*DIRECTIONS FOR THIS TASK*:
Extract every line of the records that contains the word "tree".

*THE INPUT*:

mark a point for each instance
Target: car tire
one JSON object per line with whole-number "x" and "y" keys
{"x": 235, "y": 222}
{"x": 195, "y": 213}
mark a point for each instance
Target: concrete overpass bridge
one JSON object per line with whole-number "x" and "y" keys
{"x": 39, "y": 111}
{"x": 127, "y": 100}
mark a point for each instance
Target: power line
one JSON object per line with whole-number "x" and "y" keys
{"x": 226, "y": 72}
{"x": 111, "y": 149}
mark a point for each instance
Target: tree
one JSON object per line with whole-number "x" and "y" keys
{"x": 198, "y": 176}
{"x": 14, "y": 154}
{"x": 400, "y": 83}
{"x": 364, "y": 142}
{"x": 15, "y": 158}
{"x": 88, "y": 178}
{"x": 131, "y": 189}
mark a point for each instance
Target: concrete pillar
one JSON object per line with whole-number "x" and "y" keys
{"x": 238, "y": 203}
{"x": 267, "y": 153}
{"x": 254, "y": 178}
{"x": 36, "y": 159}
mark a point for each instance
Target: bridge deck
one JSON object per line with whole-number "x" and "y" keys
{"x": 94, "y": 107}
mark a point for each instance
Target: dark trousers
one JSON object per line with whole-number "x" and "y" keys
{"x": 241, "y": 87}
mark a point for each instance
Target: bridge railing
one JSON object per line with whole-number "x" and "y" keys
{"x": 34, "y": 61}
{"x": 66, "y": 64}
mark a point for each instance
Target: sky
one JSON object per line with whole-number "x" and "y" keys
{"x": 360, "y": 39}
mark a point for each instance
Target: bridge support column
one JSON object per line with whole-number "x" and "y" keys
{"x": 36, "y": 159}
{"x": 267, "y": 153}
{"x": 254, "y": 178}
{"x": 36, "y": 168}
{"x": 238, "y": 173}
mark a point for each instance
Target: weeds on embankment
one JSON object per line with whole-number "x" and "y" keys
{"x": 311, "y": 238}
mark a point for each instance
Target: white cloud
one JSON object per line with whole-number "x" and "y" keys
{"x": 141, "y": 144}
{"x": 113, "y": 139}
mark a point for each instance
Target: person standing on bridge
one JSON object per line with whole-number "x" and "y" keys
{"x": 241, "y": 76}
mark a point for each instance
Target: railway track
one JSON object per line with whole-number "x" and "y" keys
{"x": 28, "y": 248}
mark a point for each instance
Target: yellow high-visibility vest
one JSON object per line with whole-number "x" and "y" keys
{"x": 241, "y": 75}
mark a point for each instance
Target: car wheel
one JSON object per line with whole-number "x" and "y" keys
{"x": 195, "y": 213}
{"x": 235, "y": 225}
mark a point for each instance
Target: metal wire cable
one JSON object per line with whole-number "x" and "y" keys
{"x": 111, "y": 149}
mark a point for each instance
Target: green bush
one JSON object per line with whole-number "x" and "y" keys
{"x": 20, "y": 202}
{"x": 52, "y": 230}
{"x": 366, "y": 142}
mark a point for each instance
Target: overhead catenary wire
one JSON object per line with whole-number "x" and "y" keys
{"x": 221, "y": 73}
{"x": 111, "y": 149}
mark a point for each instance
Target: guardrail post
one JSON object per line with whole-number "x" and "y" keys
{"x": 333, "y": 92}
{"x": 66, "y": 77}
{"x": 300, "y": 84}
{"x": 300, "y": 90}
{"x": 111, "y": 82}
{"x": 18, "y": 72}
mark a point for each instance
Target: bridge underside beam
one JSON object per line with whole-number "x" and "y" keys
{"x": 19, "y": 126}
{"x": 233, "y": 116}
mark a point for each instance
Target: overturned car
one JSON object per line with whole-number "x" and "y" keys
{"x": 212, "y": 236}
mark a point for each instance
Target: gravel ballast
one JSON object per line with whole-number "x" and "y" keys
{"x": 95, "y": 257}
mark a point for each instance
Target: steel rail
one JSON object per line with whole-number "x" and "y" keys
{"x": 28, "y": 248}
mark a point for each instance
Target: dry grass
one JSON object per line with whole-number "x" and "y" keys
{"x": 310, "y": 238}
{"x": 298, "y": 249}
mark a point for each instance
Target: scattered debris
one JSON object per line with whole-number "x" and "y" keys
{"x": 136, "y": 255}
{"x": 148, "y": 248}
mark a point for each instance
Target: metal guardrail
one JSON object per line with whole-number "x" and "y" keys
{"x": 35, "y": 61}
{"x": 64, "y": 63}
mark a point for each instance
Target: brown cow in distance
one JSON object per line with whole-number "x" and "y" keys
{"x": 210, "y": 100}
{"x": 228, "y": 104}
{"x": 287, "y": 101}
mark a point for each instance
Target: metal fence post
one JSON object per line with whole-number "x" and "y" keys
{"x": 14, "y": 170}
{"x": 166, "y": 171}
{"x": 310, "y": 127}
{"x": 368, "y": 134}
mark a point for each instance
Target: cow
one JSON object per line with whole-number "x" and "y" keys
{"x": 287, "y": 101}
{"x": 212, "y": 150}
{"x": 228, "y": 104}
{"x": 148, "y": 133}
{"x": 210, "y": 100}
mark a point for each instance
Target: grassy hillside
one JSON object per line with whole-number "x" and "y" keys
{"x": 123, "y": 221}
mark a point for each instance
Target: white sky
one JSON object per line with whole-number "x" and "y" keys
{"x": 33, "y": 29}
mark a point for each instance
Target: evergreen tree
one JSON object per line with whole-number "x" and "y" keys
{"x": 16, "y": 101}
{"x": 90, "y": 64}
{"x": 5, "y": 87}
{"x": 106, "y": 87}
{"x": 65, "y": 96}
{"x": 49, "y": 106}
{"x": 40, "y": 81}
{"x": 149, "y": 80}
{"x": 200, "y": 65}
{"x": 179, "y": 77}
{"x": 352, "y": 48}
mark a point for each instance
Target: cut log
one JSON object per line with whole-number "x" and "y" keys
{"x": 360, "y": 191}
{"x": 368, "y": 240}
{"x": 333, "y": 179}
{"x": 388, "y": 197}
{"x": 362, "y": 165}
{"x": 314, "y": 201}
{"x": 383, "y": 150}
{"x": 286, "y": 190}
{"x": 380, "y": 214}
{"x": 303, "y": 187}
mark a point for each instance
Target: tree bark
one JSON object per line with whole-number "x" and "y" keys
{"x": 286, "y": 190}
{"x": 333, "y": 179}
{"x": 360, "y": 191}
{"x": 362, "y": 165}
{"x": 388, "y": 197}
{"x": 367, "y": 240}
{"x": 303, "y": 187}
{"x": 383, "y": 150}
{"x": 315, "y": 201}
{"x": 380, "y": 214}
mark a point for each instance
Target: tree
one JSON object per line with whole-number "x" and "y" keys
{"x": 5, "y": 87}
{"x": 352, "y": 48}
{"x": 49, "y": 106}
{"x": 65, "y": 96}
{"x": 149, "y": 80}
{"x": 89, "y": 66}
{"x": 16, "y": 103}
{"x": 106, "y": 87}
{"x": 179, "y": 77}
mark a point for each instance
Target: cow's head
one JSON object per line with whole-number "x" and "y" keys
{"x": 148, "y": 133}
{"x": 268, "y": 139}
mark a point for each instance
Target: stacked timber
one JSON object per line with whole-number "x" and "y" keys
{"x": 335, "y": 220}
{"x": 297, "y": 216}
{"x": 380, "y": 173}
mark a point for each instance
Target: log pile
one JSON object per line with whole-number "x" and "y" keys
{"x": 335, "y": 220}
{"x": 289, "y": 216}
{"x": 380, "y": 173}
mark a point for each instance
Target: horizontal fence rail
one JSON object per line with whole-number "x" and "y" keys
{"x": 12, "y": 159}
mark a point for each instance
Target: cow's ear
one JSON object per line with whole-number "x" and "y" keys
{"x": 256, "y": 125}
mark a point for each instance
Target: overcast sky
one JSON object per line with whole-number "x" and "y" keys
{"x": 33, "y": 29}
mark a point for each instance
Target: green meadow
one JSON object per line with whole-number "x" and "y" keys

*REPLY*:
Target: tree
Target: evergreen tree
Target: tree bark
Target: tree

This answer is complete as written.